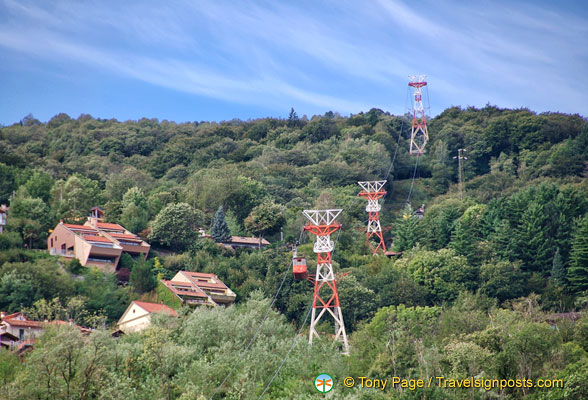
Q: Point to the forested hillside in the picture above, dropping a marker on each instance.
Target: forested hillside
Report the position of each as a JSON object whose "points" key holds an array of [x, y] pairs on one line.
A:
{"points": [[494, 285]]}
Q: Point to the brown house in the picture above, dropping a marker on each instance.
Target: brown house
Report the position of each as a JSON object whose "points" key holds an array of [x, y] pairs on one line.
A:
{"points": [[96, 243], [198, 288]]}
......
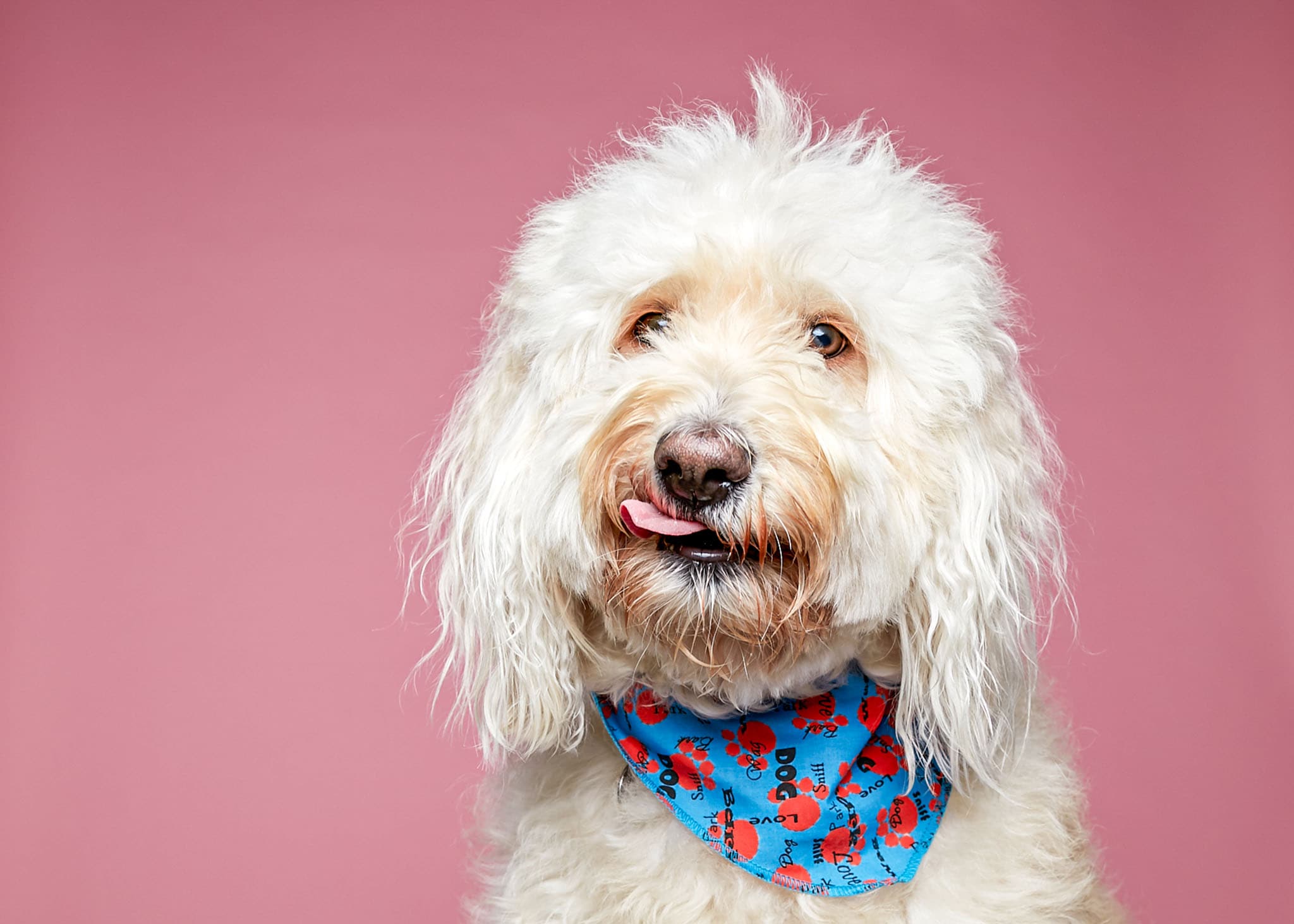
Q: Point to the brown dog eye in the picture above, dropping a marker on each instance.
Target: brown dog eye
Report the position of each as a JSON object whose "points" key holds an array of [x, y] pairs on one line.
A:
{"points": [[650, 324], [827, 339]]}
......
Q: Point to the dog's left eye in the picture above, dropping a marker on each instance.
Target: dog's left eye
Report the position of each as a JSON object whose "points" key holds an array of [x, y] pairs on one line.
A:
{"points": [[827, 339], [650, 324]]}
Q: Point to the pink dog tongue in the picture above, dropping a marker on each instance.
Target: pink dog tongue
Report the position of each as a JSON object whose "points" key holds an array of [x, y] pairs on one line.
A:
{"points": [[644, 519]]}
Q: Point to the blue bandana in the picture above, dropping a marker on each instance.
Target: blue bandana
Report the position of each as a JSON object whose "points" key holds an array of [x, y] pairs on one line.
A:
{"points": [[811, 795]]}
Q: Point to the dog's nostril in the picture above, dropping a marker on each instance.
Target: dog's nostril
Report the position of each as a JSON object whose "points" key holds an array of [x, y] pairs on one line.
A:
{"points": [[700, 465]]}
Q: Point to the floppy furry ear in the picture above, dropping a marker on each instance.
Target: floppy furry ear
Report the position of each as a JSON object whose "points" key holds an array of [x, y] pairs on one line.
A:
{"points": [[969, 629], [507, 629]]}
......
Read the entries above and find each line holding the word "marker". Copy it out.

Q: Point to the forested hillside in the picture above, dropping a marker on each instance.
Q: Point to the brown house in the picture above, dropping a marker on each instance.
Q: Point to the brown dog eye in the picture above, dropping a marker on each instance.
Q: Point to the dog's left eye in the picture above, dropping a marker on each instance.
Q: Point to the pink dog tongue in the picture above, dropping a marker on each instance.
Q: Point to the blue bandana in the picture above, dropping a marker on each instance.
Q: Point to the dog's nostril in the picture above, dropping a marker on each instance.
Q: Point to the floppy furry ear in the picture above, dropping a marker on each instance.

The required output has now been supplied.